>> Start Stored rows

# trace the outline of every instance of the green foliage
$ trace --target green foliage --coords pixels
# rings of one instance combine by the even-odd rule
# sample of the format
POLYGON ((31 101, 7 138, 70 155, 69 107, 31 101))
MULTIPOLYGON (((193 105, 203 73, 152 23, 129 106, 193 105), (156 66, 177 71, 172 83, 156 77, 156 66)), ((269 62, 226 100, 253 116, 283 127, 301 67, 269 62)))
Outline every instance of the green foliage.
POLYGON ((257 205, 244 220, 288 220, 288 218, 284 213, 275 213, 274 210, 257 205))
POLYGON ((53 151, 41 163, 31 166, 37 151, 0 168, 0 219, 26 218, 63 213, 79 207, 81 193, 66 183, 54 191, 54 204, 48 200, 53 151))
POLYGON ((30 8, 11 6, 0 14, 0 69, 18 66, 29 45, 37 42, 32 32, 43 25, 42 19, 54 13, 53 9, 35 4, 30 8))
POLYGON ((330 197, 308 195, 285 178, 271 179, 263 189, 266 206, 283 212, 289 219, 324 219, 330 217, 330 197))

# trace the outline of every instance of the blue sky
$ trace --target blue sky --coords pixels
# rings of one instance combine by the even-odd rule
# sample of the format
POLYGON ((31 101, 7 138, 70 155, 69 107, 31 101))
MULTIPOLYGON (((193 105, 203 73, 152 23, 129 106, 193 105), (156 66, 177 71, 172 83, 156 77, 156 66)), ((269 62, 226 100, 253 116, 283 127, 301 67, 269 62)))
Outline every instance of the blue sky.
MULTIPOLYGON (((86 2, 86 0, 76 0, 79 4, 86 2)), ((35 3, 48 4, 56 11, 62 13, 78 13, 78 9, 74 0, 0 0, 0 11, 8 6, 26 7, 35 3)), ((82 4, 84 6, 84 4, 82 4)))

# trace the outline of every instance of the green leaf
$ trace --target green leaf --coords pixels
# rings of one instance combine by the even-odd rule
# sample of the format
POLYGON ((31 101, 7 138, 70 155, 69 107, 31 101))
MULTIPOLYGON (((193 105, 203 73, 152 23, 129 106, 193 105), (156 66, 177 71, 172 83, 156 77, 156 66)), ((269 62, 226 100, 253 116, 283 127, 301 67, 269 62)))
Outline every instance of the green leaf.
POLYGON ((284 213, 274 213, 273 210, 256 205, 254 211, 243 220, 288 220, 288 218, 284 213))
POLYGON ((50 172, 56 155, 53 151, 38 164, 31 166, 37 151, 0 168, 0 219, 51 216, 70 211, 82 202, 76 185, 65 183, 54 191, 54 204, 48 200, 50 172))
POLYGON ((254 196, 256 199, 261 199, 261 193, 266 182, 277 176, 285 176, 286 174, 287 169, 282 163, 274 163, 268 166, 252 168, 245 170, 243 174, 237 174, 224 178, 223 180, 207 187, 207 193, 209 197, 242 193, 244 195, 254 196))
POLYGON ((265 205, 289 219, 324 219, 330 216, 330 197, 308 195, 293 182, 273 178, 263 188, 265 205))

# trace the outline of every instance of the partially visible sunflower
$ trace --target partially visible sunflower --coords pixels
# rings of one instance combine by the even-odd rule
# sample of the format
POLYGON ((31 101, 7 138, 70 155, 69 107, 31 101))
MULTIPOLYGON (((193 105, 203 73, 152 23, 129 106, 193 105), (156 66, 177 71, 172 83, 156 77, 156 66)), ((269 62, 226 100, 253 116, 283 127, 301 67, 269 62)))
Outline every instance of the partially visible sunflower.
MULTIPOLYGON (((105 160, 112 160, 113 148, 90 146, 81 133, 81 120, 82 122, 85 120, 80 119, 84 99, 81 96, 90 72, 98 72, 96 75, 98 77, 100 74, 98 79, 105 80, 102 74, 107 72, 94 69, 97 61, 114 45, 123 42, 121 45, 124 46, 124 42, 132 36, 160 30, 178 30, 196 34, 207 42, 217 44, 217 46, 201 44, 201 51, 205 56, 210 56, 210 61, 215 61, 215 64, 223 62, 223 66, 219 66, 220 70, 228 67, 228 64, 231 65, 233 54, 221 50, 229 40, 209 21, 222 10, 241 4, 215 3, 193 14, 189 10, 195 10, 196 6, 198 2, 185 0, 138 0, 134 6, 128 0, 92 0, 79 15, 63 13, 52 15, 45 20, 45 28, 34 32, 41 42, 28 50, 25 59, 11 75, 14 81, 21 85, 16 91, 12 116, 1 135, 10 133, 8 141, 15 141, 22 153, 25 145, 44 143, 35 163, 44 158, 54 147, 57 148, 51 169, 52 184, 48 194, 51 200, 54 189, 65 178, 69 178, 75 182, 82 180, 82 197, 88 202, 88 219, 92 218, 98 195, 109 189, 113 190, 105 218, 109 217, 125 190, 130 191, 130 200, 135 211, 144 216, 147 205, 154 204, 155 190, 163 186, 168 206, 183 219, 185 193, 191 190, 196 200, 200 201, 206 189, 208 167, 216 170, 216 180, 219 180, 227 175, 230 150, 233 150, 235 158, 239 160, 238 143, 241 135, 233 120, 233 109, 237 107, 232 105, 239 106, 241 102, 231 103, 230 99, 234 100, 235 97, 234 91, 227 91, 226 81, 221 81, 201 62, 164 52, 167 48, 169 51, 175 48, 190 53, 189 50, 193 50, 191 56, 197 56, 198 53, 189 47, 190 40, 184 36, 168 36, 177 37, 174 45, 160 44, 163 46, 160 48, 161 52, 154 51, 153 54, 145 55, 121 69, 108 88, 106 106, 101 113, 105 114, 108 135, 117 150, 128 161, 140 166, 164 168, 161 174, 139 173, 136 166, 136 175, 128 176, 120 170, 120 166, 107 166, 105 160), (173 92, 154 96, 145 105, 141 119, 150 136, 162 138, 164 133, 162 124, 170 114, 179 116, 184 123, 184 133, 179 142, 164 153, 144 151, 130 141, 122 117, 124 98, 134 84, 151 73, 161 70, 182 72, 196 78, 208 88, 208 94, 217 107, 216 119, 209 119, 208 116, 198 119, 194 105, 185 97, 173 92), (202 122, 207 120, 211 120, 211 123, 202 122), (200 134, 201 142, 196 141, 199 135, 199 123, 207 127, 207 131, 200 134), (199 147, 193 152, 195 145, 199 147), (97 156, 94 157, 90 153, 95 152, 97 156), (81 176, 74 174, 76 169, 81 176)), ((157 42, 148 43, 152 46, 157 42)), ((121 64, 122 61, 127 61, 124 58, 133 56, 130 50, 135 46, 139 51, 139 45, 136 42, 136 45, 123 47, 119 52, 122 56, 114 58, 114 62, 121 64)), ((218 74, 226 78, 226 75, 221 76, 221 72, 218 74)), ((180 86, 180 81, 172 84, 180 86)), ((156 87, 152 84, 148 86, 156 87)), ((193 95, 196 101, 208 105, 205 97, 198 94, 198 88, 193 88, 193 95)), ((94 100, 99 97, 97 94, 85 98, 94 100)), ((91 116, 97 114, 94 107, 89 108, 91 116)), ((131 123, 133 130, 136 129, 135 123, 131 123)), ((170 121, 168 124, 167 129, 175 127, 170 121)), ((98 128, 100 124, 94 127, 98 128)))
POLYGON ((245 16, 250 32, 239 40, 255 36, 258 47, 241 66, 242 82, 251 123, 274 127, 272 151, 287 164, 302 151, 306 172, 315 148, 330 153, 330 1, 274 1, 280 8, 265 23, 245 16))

>> End Stored rows

What is needed —
Edit all of the entries above, replacing every occurrence of "instance" with "region" and leaving the rest of each line unchanged.

Answer for the task —
# trace the outline of every region of the green foliage
$ trace --target green foliage --coords pixels
# rings of one region combine by the even-odd rule
# sample of the format
POLYGON ((31 101, 7 138, 70 155, 69 107, 31 101))
MULTIPOLYGON (((193 105, 203 73, 152 23, 129 106, 193 105), (156 66, 177 71, 172 83, 156 77, 156 66)), ((269 62, 226 100, 253 116, 283 127, 301 67, 269 62)))
Outline every region of the green foliage.
POLYGON ((257 205, 244 220, 288 220, 288 218, 284 213, 275 213, 274 210, 257 205))
POLYGON ((53 151, 41 163, 31 166, 37 151, 0 168, 0 219, 26 218, 63 213, 79 207, 81 193, 66 183, 54 191, 54 204, 48 200, 53 151))
POLYGON ((30 8, 11 6, 0 14, 0 69, 18 66, 29 45, 37 42, 32 32, 43 25, 42 19, 54 13, 53 9, 35 4, 30 8))
POLYGON ((330 197, 308 195, 285 178, 271 179, 263 189, 266 206, 283 212, 289 219, 324 219, 330 217, 330 197))

# trace the outline of every region of the blue sky
$ trace --target blue sky --coords pixels
# rings of one region combine by the even-odd rule
# sample of the format
POLYGON ((31 101, 7 138, 70 155, 69 107, 31 101))
MULTIPOLYGON (((193 105, 203 73, 152 23, 129 106, 193 105), (156 66, 177 71, 172 83, 156 77, 156 66)), ((269 62, 226 100, 253 116, 283 127, 301 67, 269 62)))
Outline every region of the blue sky.
MULTIPOLYGON (((86 2, 86 0, 76 0, 79 4, 86 2)), ((35 3, 48 4, 56 11, 62 13, 78 13, 78 9, 74 0, 0 0, 0 11, 8 6, 26 7, 35 3)), ((82 4, 84 6, 84 4, 82 4)))

# trace the outline of every region of the green leaf
$ trace --target green leaf --coords pixels
# rings of one region combine by the even-odd rule
# sample of the format
POLYGON ((31 101, 7 138, 70 155, 69 107, 31 101))
MULTIPOLYGON (((193 105, 203 73, 152 23, 129 106, 193 105), (156 66, 177 71, 172 83, 156 77, 156 66)), ((269 62, 226 100, 253 116, 283 127, 301 67, 269 62)))
Outline every region of the green leaf.
POLYGON ((284 213, 274 213, 273 210, 256 205, 254 211, 243 220, 288 220, 288 218, 284 213))
POLYGON ((50 172, 56 155, 53 151, 38 164, 31 166, 37 151, 0 168, 0 219, 51 216, 70 211, 82 202, 76 185, 65 183, 54 191, 54 204, 48 200, 50 172))
POLYGON ((254 196, 256 199, 261 199, 261 193, 266 182, 277 176, 285 176, 286 174, 287 169, 282 163, 274 163, 268 166, 252 168, 245 170, 243 174, 237 174, 224 178, 223 180, 207 187, 207 193, 209 197, 242 193, 244 195, 254 196))
POLYGON ((265 205, 289 219, 324 219, 330 216, 330 197, 308 195, 293 182, 273 178, 263 188, 265 205))

# trace the outline of every region of the partially visible sunflower
$ trace --target partially visible sunflower --coords pixels
# rings of one region combine by the even-odd rule
# sample of the format
POLYGON ((31 101, 7 138, 70 155, 69 107, 31 101))
MULTIPOLYGON (((193 105, 203 73, 152 23, 129 106, 193 105), (156 66, 177 71, 172 83, 156 77, 156 66)), ((269 62, 226 100, 253 116, 283 127, 301 67, 269 62)))
Outline every region of the partially visible sunflower.
MULTIPOLYGON (((105 160, 112 160, 113 148, 90 146, 81 133, 81 120, 82 122, 85 120, 80 119, 84 99, 81 96, 90 72, 98 72, 96 75, 98 77, 100 74, 98 79, 105 80, 102 74, 107 72, 94 69, 97 61, 114 45, 123 42, 121 45, 124 46, 124 42, 132 36, 160 30, 178 30, 196 34, 207 42, 217 44, 217 46, 201 44, 201 51, 205 56, 210 56, 210 61, 215 61, 215 64, 223 62, 223 66, 219 66, 220 70, 228 67, 228 64, 231 65, 233 54, 221 50, 229 40, 209 21, 222 10, 241 4, 215 3, 193 14, 189 10, 195 10, 196 6, 198 2, 185 0, 138 0, 134 6, 128 0, 92 0, 79 15, 63 13, 52 15, 45 20, 45 28, 34 32, 41 42, 28 50, 25 59, 11 75, 14 81, 21 85, 16 91, 12 116, 1 135, 10 133, 8 141, 15 141, 22 153, 25 145, 44 143, 35 163, 44 158, 54 147, 57 148, 51 169, 52 184, 48 194, 51 200, 54 189, 65 178, 69 178, 75 182, 82 180, 82 197, 88 202, 88 219, 92 218, 98 195, 109 189, 113 190, 105 218, 109 217, 125 190, 130 191, 130 200, 135 211, 144 216, 147 205, 154 204, 155 190, 163 186, 168 206, 183 219, 185 193, 191 190, 196 200, 200 201, 206 189, 208 167, 216 170, 216 180, 219 180, 227 175, 230 150, 233 150, 235 158, 239 160, 238 143, 241 135, 233 120, 233 109, 237 107, 232 105, 239 106, 241 102, 231 103, 230 99, 234 100, 235 97, 234 91, 227 91, 226 81, 221 81, 201 62, 164 52, 167 48, 169 51, 175 48, 190 53, 189 50, 193 50, 191 56, 197 56, 198 53, 189 47, 190 40, 184 36, 168 36, 177 37, 174 45, 160 44, 163 46, 160 48, 161 52, 154 51, 153 54, 145 55, 121 69, 108 88, 106 106, 101 113, 105 114, 108 135, 117 150, 128 161, 140 166, 164 168, 161 174, 139 173, 136 166, 136 175, 128 176, 120 170, 120 166, 107 166, 105 160), (173 92, 154 96, 145 105, 141 119, 150 136, 162 138, 164 133, 162 124, 170 114, 179 116, 184 123, 184 133, 179 142, 164 153, 144 151, 130 141, 122 117, 124 98, 134 84, 151 73, 161 70, 182 72, 196 78, 208 88, 208 94, 217 107, 216 119, 209 119, 208 116, 198 119, 194 105, 185 97, 173 92), (202 122, 207 120, 211 120, 211 123, 202 122), (200 134, 201 142, 196 141, 199 135, 199 123, 207 127, 207 131, 200 134), (199 147, 193 152, 195 145, 199 147), (97 156, 94 157, 90 153, 95 152, 97 156), (81 176, 74 174, 76 169, 81 176)), ((157 42, 148 43, 152 46, 157 42)), ((121 64, 122 61, 127 61, 124 58, 133 56, 130 50, 135 46, 139 51, 139 45, 136 42, 136 45, 123 47, 119 52, 122 56, 114 58, 114 62, 121 64)), ((218 74, 226 78, 226 75, 221 76, 221 72, 218 74)), ((180 86, 180 81, 172 84, 180 86)), ((156 87, 152 84, 148 86, 156 87)), ((193 95, 196 101, 208 105, 205 97, 198 94, 198 88, 193 88, 193 95)), ((94 100, 99 97, 97 94, 85 98, 94 100)), ((91 116, 97 114, 94 107, 89 108, 91 116)), ((131 123, 133 130, 136 129, 135 123, 131 123)), ((170 121, 168 124, 167 129, 175 127, 170 121)), ((98 128, 100 124, 94 127, 98 128)))
POLYGON ((245 16, 250 32, 239 40, 255 36, 258 47, 241 66, 242 82, 251 123, 274 127, 272 151, 287 164, 302 151, 306 172, 315 148, 330 153, 330 1, 274 1, 280 8, 265 23, 245 16))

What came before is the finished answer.